* **JOB**
Find every line below that contains the word "texture" and copy each of those lines.

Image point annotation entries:
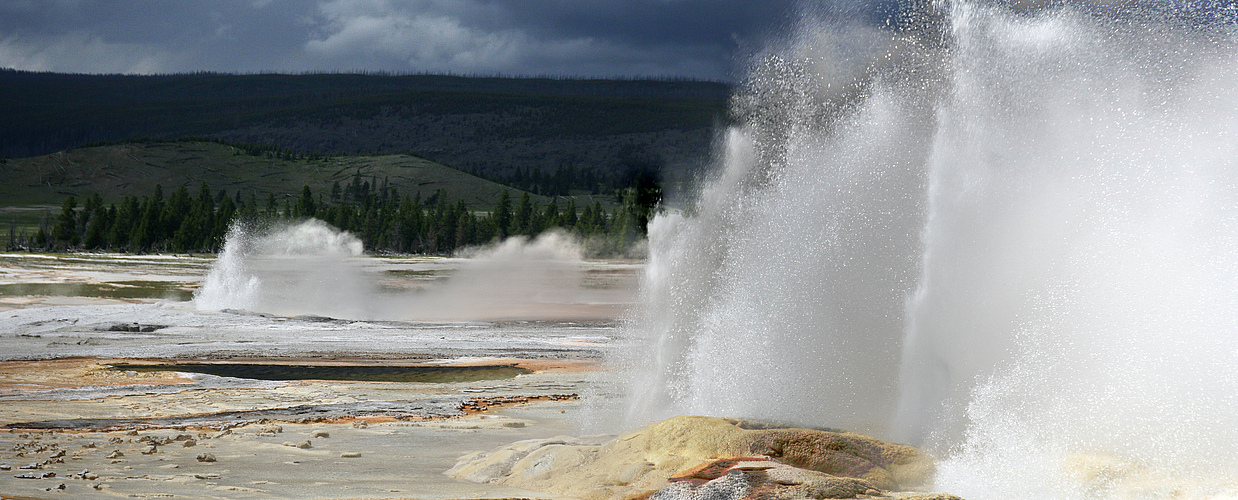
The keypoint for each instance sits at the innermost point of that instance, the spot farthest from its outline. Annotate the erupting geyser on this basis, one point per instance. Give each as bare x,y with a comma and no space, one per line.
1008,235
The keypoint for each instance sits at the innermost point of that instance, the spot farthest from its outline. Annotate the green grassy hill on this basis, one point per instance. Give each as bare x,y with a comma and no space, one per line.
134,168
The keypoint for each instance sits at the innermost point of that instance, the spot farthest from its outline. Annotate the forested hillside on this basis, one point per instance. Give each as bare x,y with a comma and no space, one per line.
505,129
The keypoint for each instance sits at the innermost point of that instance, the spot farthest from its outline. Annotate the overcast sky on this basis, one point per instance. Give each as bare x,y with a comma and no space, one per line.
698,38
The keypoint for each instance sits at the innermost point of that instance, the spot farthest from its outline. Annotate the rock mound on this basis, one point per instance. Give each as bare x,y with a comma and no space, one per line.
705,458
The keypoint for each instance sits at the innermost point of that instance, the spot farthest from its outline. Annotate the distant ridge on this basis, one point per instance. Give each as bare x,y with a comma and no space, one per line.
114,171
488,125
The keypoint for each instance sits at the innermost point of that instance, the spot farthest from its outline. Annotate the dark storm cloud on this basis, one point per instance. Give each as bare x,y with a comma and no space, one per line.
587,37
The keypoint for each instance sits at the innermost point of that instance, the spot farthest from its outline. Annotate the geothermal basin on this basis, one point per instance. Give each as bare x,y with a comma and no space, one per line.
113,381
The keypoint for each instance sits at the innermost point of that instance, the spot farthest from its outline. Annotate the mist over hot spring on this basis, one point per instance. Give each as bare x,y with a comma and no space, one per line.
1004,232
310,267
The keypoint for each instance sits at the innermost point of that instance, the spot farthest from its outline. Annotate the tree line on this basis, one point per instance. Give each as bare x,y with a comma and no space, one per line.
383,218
==
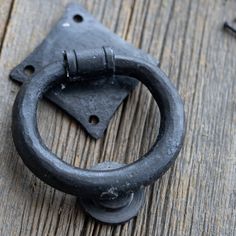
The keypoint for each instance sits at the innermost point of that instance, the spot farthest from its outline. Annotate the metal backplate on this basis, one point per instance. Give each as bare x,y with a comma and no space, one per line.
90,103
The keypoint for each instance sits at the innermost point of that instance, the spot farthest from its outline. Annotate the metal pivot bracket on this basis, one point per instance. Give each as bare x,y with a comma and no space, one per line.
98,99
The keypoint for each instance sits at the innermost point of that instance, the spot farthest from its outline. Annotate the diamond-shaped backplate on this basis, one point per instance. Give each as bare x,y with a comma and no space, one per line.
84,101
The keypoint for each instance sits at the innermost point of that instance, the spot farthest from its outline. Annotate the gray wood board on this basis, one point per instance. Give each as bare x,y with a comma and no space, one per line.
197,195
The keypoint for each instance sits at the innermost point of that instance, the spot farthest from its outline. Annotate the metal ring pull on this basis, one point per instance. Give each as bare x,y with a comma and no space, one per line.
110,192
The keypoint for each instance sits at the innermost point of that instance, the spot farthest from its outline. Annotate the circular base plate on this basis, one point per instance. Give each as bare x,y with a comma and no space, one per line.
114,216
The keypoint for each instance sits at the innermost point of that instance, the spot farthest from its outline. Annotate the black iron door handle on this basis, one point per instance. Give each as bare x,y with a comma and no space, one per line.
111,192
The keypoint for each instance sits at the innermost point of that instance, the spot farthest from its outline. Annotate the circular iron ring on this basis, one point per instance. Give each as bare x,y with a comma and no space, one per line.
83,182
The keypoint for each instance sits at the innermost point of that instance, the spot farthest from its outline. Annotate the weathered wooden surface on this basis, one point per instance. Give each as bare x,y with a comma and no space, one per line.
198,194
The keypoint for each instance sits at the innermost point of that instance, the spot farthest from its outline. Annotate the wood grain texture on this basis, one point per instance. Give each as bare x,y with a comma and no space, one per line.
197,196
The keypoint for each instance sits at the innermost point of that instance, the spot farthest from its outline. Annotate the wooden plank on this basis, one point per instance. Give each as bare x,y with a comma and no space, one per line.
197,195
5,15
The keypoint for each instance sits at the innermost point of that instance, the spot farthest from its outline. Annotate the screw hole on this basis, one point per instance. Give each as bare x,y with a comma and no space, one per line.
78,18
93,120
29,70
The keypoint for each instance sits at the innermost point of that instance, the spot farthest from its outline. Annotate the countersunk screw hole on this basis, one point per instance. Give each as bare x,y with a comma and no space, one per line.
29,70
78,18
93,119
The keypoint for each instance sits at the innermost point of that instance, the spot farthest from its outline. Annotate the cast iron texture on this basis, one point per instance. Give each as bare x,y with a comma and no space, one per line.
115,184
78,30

* **TASK SOLUTION**
The keypoint for each instance sits at the innermost point of that instance, the spot farthest from its outline. Annotate the wood grain texture on this basis, one point per instance. Give each as bare x,y with a comma and no space, one per line.
The keypoint for each instance sits at the innermost point of that instance, the spot farthest from its outline. Annotate the cast iron texture on this basis, one point per instance. Give each as bare x,y with a comma and no space, one per line.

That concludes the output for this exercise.